*DOCUMENT PASSAGE:*

•••••

Cereal processors at work in Mozambique
Food workers, of the sort who process sorghum and other cereals to make flours, breads, porridges and alcoholic beverages, were in demand as early as 100,000 years ago in Mozambique, according to archaeologists who found the cereals in a cave along with African wine palm, the false banana, pigeon peas, wild oranges and the African potato.
The stones shown here were used to process the foods.
"The inclusion of cereals in our diet is considered an important step in human evolution because of the technical complexity and the culinary manipulation that are required to turn grains into staples," said the dig's leader, Julio Mercader of the University of Calgary.
Ancient brewers hard at work in China
The earliest direct evidence for the production of alcoholic beverages comes from the village of Jiahu in China. There, as early as 9,000 years ago, skilled brewers whipped up batches of a groglike drink with rice beer, honey mead and grape and hawthorn wine, according to an analysis of residues on ancient pottery fragments from the village, conducted by Patrick McGovern at the University of Pennsylvania Museum.
The same archaeologists found evidence of rice and millet wines in the 3,000-year-old container shown here from the Chinese city of Anyang.
Did sex toys provide a lift?
There's evidence that the sex industry may indeed be one the world's oldest trades. Take the 4,000- to 6,000-year-old phallus-shaped bone from Sweden shown here, for example. Archaeologists said the shape of the carved antler bone is unmistakable, though how it was used remains an open question.
Other archaeological digs, notably at Hohle Fels in Germany, have encountered even older figurines and carvings with clear sexual themes, including a sexually explicit figurine of a woman dated to 35,000 years ago and a dildo-shaped object from 25,000 years ago.

•••••

*GIVEN TASK 1:*
Pull out every line of the listing below that contains the word "bowl".

•••••

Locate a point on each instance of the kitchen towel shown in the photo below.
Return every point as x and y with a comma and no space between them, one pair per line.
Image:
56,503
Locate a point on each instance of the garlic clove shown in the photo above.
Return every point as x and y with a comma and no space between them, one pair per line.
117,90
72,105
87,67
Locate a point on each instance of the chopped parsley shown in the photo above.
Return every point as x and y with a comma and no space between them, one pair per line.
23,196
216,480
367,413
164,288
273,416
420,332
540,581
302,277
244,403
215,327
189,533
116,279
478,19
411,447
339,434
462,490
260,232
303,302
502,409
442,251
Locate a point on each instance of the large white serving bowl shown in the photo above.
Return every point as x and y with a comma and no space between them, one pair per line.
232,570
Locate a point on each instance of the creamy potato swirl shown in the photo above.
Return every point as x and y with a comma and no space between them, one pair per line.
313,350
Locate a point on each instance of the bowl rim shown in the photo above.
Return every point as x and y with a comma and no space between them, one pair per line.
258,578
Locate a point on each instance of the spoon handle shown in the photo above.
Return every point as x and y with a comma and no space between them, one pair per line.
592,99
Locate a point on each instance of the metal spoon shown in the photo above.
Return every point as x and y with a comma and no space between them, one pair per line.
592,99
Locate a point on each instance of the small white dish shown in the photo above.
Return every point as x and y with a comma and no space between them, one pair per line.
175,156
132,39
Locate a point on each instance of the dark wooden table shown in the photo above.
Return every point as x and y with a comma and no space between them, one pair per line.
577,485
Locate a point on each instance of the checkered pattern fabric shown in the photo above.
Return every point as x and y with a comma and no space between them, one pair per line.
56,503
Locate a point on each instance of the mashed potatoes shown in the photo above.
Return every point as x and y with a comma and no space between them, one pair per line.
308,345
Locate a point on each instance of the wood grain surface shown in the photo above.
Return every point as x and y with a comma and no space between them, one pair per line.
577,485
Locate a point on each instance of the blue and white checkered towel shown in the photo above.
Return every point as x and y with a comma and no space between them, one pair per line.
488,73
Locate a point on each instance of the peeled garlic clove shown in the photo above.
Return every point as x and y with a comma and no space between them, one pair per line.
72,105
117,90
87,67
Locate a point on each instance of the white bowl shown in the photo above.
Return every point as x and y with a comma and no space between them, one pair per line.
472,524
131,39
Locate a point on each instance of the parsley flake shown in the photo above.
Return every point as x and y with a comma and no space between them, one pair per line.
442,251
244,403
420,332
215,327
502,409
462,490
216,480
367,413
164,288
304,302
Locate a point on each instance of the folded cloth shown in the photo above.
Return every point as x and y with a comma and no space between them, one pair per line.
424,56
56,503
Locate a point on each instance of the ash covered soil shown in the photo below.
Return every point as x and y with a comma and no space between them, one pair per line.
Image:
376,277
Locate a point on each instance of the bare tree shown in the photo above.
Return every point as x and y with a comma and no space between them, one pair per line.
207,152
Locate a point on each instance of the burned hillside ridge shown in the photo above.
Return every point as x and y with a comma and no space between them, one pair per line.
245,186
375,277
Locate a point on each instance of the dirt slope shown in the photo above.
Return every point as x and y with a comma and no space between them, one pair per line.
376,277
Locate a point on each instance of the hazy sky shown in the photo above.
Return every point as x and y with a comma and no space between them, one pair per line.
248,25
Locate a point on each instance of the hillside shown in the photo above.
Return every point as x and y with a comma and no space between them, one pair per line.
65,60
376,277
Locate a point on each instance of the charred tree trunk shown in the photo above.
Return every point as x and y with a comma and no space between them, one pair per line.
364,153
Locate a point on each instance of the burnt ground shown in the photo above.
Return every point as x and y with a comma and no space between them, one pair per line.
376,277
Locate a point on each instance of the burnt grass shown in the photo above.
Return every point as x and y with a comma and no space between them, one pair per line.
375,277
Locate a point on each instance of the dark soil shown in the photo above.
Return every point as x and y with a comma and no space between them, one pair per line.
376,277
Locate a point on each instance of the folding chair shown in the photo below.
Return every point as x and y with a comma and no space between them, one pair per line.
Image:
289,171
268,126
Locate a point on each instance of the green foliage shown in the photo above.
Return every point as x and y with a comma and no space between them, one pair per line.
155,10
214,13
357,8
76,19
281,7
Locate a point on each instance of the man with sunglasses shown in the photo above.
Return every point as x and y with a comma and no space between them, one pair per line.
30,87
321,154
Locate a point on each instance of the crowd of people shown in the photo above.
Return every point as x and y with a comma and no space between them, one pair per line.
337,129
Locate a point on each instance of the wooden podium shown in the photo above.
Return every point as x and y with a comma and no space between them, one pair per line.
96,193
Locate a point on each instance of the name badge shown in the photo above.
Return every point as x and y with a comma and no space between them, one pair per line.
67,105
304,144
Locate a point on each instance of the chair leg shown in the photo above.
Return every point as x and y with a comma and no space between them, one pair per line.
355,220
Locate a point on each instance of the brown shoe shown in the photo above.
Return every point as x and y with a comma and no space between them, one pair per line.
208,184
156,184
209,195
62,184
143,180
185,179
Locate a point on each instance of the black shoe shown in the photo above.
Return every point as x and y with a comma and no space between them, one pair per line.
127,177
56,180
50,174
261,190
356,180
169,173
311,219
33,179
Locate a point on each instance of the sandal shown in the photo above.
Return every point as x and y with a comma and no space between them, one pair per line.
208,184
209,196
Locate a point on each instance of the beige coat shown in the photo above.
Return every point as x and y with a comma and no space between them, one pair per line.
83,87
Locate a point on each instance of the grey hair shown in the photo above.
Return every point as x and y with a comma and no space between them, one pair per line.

•••••

*GIVEN TASK 2:*
Reproduce the archaeology passage above from "There's evidence that" to "25,000 years ago.", renaming "bone" to "artifact" wherever it occurs.

*FINAL ANSWER 1:*
Locate a point on each instance of the large white serving bowl shown in the photo above.
Locate a point on each instance of the bowl rim shown in the photo above.
Locate a point on each instance of the white bowl shown in the photo above.

*FINAL ANSWER 2:*
There's evidence that the sex industry may indeed be one the world's oldest trades. Take the 4,000- to 6,000-year-old phallus-shaped artifact from Sweden shown here, for example. Archaeologists said the shape of the carved antler artifact is unmistakable, though how it was used remains an open question.
Other archaeological digs, notably at Hohle Fels in Germany, have encountered even older figurines and carvings with clear sexual themes, including a sexually explicit figurine of a woman dated to 35,000 years ago and a dildo-shaped object from 25,000 years ago.